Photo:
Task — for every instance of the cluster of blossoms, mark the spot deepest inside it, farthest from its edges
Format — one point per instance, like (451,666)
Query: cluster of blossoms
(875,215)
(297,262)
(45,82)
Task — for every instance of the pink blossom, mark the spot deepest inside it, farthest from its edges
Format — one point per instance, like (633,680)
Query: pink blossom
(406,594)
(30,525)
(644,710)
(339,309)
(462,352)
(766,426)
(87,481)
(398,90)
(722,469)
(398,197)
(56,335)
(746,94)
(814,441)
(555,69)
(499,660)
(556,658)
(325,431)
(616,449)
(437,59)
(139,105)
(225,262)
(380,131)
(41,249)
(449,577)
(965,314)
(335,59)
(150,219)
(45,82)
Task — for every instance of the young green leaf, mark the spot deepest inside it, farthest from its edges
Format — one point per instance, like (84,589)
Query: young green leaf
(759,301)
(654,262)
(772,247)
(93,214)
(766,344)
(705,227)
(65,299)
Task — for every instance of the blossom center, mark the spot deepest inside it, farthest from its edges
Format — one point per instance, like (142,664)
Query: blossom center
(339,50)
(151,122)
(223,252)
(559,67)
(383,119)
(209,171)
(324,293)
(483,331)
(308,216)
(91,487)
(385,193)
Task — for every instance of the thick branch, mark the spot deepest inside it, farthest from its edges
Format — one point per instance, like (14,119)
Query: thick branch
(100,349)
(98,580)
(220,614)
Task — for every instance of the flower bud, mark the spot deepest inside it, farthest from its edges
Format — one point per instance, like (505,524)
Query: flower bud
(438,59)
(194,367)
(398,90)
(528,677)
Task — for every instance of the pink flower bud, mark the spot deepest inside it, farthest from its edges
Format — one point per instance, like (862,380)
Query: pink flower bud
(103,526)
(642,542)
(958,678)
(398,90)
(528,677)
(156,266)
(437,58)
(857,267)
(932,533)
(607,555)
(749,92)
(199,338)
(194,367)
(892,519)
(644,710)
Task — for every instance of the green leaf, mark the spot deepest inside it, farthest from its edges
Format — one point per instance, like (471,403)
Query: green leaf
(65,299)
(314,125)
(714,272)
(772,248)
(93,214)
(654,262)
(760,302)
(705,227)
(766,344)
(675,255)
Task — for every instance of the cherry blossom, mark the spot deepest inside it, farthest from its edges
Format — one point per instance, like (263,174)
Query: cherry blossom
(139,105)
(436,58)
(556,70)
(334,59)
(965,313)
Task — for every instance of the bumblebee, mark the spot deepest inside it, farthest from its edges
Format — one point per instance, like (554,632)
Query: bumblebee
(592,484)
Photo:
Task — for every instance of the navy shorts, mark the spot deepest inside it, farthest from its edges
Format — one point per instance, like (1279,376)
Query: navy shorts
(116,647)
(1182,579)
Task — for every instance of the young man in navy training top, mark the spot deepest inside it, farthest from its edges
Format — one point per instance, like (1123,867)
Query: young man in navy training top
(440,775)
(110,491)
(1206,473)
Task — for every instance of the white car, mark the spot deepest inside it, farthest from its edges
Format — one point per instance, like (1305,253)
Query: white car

※

-- EXERCISE --
Transcribe all of the items above, line for line, without changing anything.

-- SOLUTION TO THE EXERCISE --
Photo:
Task — for every instance of the cluster of blossoms, mark the spot deepest inside it, farthest from its edges
Format — one point per instance, like (451,666)
Query: cluster of blossoms
(875,215)
(297,262)
(45,82)
Task — for every instance of the pink blossom, mark the spot deepest inside it, farthest from its edges
Format — one point per instance, like (633,680)
Query: pink blossom
(406,594)
(30,525)
(644,710)
(339,309)
(462,352)
(766,426)
(87,481)
(398,90)
(722,469)
(398,197)
(56,335)
(746,94)
(814,441)
(555,69)
(499,660)
(556,658)
(325,431)
(616,449)
(437,59)
(139,105)
(225,262)
(380,131)
(41,249)
(449,577)
(965,314)
(335,59)
(150,219)
(45,82)
Task — for every instance of the young green leaf, mark the spot deepest inside it, farthest from its edges
Format — one point per instance, like (84,589)
Query: young green leaf
(759,301)
(654,262)
(772,247)
(93,214)
(766,344)
(705,227)
(65,299)
Task — for every instance of the blossom center, mark the spot deepest inside it, farthest from its edges
Format — one point per instance, like (142,664)
Query: blossom center
(339,50)
(151,122)
(223,252)
(559,67)
(383,119)
(209,171)
(324,293)
(483,331)
(308,216)
(91,487)
(385,193)
Task — for every instance of the thick branch, mark the spot deepest inside it, farthest from its edges
Format — one point per instance, like (14,119)
Query: thick branch
(100,349)
(98,580)
(220,614)
Task — for every instance of the flower bud, mark the spot deepest inside it, farthest from its edges
Format — one point per instance, like (505,524)
Query: flower bud
(438,59)
(194,367)
(398,90)
(528,677)
Task — for every instance of the pink flower bud, mark the spot deepest inside it, farthest from its edges
Format — one point per instance, like (862,380)
Query: pink flower bud
(103,526)
(642,542)
(958,678)
(398,90)
(528,677)
(156,266)
(437,58)
(857,267)
(932,533)
(607,555)
(749,92)
(199,338)
(194,367)
(892,519)
(644,710)
Task — for every instance of the green leaf, mark the spot deepest inside it, farthest from its edges
Format — one point per instance, like (471,403)
Query: green leaf
(65,299)
(314,125)
(714,272)
(772,248)
(93,214)
(654,262)
(760,302)
(705,227)
(766,344)
(675,255)
Task — for every instance of the cherry blossom, mark the spot deepest inside it, farthest from its edges
Format — one point per instance, like (263,174)
Query: cherry blossom
(139,105)
(436,58)
(556,70)
(334,59)
(965,313)
Task — for every instance of the bumblebee, mark the spot deepest inside it, farthest from its edges
Format — one point per instance, like (554,632)
Query: bumblebee
(592,484)
Photo:
Task — for every instance of the navy shorts, mark the spot deepest inside it, farthest from its edges
Format — one point per instance, like (1279,376)
Query: navy shorts
(116,647)
(1182,579)
Task — for every instance of the young man in navy training top, mark the spot deepest inside it, farthest from its edges
Format — one point per instance, like (1123,867)
Query: young man in navy training top
(440,775)
(110,491)
(1206,473)
Task — for every instance of the white car, mark the spot deepest inside it, farthest from its edges
Format — one point per instance, like (1305,253)
Query: white car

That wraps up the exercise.